— DOCUMENT EXTRACT —

By the time this is published, Rebecca Vander Veer ’10 may have had malaria… again, but she seems unperturbed by the possibility. She explains that she will be taking part in a second clinical trial for a malaria vaccine. She saw an ad for the first trial on the Metro and liked the idea of helping to prevent this disease that affects so many people. “My friends think I’m crazy, but the doctors I work with think it’s amazing.”
Rebecca, now a Pediatric Dietitian Specialist in the NICU at Children’s National Medical Center in Washington, D.C., didn’t always have an affinity for science. Freshman year, before coming to Randolph, she remembers telling her sister that she hated science. “I never thought I even liked science, much less loved it, but that completely changed when I came to Randolph and took Mrs. McMichens’ chemistry class.”
In addition to Chemistry, she liked Human Physiology. “When I got to Samford, I decided early on to major in nutrition and dietetics. I knew I wanted to help people through my career, and I felt that nutrition was a perfect combination of chemistry, human physiology, and helping to improve people’s lives.”
Prior to coming to Randolph in her sophomore year, she knew she loved the arts. She was involved in choir, band, and theater, and outside of school she took ballet, sang in operas, and played flute in her church orchestra. In 11th grade, she did her I-Search on how one becomes an opera singer and interviewed Ally Fees ’08, Colleen Beucher ’08, and her voice teacher Dr. Ginger Beazley, who had been Susanna Phillips ’99’s voice teacher.
She also loved Latin “because I love learning about language and the meaning of words. I was one of the seven kids in my class who took an extra linguistics class with Mr. Cobbs. We came back to school for his class even after we had graduated. Randolph gave me a platform to pursue activities that I loved – music, theater, and linguistics – while also preparing me academically for my career.”
After graduating from Samford, she completed a yearlong dietetic internship at the University of Virginia Health System, then passed the national exam to be a registered dietitian. She moved to D.C. to work at Children’s National soon after.
“I have my dream job,” she says. “Working with the tiniest and sickest of premature babies can be stressful, but it’s so rewarding when I see them grow up and soar out of the NICU.”
Photos: Rebecca at work and a cast photo from Theatre Randolph's 2010 production of The 25th Annual Putnam County Spelling Bee.

— REQUIRED WORK —
1. In the profile of Rebecca Vander Veer, where did she complete her yearlong dietetic internship?
2. Rewrite the paragraph of the profile of Rebecca Vander Veer that begins "Prior to coming to Randolph" as a short bulleted list that keeps its main facts.

— RECORD EXCERPTS —
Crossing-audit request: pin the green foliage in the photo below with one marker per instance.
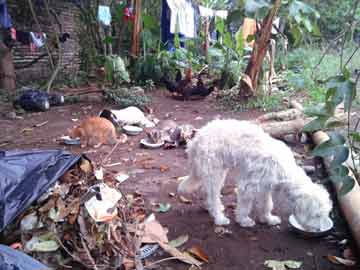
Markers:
(124, 97)
(115, 70)
(339, 89)
(305, 78)
(334, 15)
(227, 99)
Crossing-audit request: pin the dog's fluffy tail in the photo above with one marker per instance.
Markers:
(189, 185)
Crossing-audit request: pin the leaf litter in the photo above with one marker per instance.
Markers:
(87, 220)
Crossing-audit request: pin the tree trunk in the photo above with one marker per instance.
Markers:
(7, 69)
(206, 32)
(249, 82)
(135, 48)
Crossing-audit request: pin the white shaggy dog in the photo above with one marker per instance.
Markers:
(265, 169)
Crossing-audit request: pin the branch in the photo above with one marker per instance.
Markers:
(58, 66)
(38, 25)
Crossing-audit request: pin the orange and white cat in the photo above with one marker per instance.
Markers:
(96, 131)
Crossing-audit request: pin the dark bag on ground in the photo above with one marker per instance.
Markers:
(37, 100)
(11, 259)
(26, 175)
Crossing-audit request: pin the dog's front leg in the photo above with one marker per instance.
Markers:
(214, 204)
(265, 206)
(245, 201)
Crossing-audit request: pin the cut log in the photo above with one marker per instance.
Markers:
(349, 203)
(287, 115)
(280, 129)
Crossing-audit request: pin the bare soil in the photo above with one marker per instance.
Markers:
(241, 249)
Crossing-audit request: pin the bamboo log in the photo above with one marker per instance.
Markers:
(349, 203)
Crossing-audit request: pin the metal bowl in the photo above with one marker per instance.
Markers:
(132, 130)
(310, 234)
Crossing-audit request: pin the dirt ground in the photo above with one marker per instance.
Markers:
(242, 249)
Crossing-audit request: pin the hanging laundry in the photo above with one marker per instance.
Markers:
(128, 14)
(248, 29)
(182, 17)
(221, 13)
(38, 39)
(9, 37)
(63, 37)
(23, 37)
(206, 12)
(104, 15)
(5, 19)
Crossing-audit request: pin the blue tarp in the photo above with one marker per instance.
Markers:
(5, 19)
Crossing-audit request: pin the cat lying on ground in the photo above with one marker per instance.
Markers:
(96, 131)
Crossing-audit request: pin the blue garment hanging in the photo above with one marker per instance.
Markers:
(5, 19)
(166, 36)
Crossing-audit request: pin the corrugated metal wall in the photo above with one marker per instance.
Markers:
(68, 16)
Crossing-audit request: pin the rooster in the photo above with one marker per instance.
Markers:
(198, 90)
(180, 84)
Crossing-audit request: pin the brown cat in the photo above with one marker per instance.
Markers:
(96, 131)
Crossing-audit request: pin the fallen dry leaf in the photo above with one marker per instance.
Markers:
(340, 261)
(349, 254)
(182, 239)
(198, 253)
(163, 207)
(128, 264)
(184, 257)
(86, 166)
(184, 200)
(282, 265)
(24, 130)
(163, 168)
(222, 230)
(182, 178)
(154, 232)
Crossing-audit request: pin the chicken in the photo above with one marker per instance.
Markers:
(180, 84)
(198, 90)
(170, 85)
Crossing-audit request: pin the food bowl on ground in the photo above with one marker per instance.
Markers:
(147, 144)
(70, 141)
(324, 231)
(132, 130)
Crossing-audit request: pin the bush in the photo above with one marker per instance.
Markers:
(125, 97)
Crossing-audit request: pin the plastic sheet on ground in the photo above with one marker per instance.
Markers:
(11, 259)
(26, 175)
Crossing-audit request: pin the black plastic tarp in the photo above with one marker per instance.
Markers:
(26, 175)
(11, 259)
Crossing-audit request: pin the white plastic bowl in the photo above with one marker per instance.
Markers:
(147, 144)
(132, 130)
(70, 141)
(300, 230)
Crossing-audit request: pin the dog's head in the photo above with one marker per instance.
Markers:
(313, 209)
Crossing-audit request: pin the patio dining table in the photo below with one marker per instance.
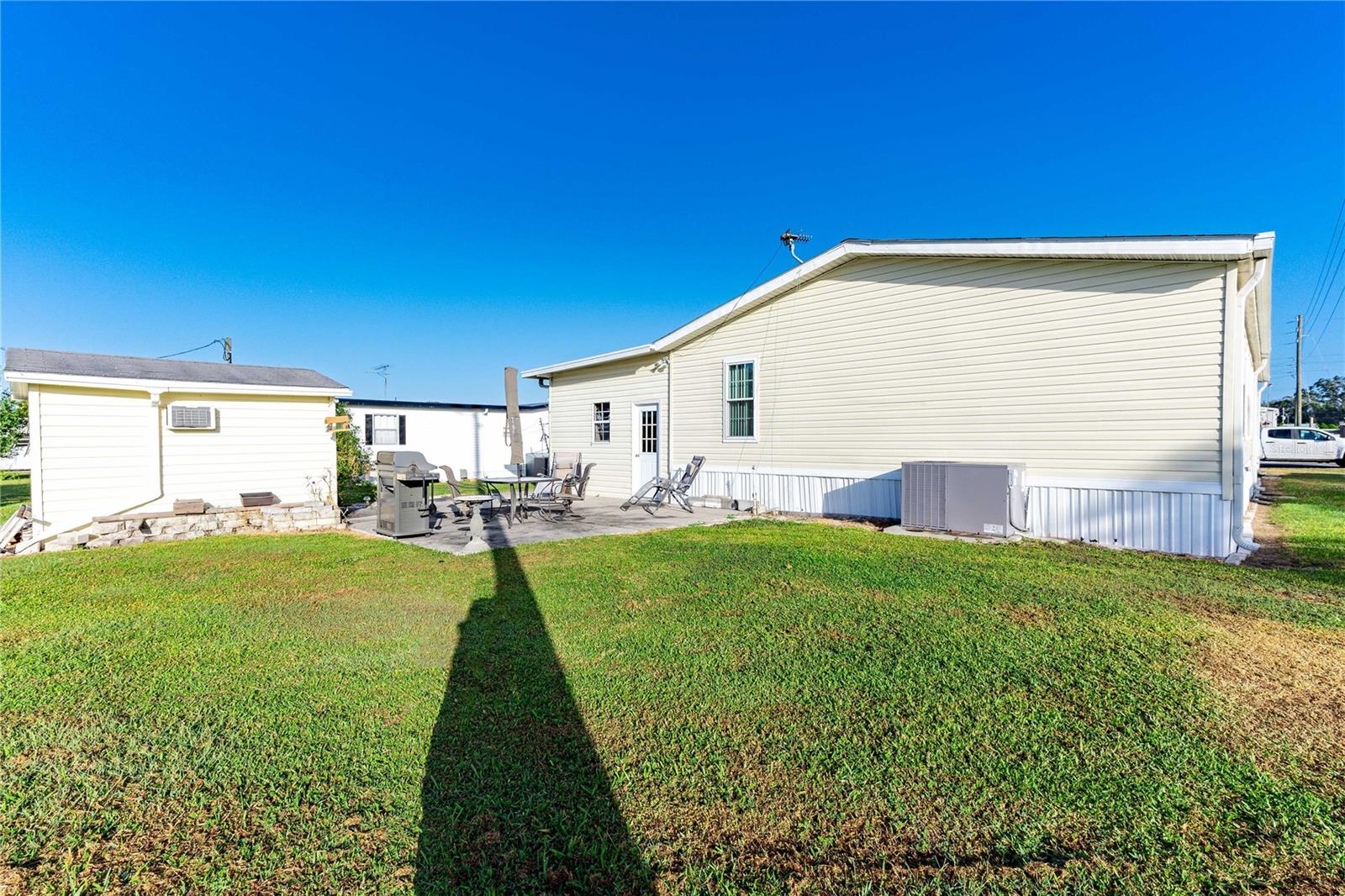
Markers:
(518, 488)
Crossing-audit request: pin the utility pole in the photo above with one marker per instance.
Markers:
(1298, 374)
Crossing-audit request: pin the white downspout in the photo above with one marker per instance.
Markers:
(1241, 537)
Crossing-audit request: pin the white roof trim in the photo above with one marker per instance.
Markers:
(170, 385)
(622, 354)
(1197, 248)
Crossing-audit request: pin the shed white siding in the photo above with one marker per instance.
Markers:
(264, 443)
(98, 455)
(94, 451)
(622, 385)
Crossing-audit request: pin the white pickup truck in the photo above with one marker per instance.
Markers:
(1302, 443)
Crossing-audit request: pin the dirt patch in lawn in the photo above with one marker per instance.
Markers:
(1274, 552)
(1288, 681)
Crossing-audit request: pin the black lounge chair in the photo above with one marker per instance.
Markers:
(661, 490)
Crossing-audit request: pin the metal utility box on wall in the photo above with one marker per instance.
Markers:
(405, 486)
(978, 499)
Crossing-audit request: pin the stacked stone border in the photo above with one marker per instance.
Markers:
(134, 529)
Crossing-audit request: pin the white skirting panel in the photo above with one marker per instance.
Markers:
(1172, 521)
(829, 493)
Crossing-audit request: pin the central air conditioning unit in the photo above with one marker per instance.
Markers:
(975, 499)
(192, 417)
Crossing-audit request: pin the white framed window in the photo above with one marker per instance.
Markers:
(741, 392)
(602, 421)
(388, 430)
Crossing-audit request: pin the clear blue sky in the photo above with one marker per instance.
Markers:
(450, 188)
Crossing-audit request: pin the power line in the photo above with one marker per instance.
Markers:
(226, 343)
(1331, 250)
(1327, 326)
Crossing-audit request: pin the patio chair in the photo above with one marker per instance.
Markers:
(457, 501)
(560, 501)
(661, 490)
(565, 467)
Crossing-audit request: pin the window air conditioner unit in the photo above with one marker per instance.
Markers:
(192, 417)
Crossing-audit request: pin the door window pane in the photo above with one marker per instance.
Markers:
(649, 432)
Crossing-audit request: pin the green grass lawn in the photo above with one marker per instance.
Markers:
(15, 490)
(759, 707)
(1315, 515)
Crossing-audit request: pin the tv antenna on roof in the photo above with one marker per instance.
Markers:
(789, 239)
(381, 370)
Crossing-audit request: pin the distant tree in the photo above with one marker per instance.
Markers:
(1324, 401)
(353, 465)
(13, 424)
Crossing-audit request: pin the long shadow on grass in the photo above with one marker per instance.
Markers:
(514, 795)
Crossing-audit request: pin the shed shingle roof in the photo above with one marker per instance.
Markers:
(78, 363)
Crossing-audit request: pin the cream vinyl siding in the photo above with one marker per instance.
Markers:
(622, 383)
(1079, 369)
(98, 452)
(266, 443)
(463, 439)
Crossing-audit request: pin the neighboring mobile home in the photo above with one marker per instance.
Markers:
(114, 435)
(1122, 370)
(462, 436)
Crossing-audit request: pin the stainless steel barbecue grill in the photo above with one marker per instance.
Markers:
(405, 494)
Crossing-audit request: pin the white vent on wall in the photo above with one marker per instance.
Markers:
(192, 417)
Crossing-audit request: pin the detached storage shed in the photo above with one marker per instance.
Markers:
(118, 435)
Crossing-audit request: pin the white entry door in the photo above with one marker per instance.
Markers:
(646, 430)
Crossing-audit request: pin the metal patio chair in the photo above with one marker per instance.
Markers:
(560, 499)
(662, 490)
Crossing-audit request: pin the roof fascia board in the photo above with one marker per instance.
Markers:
(1195, 249)
(622, 354)
(170, 385)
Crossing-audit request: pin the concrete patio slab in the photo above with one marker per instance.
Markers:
(593, 517)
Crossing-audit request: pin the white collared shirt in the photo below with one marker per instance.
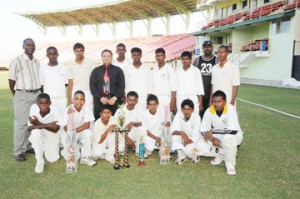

— REPLIES —
1. At the University of Virginia Health System.

2.
- Before coming to Randolph in her sophomore year, she knew she loved the arts.
- At school, she was involved in choir, band, and theater.
- Outside of school, she took ballet, sang in operas, and played flute in her church orchestra.
- In 11th grade, her I-Search was on how one becomes an opera singer.
- For it, she interviewed Ally Fees ’08, Colleen Beucher ’08, and her voice teacher Dr. Ginger Beazley, who had also taught Susanna Phillips ’99.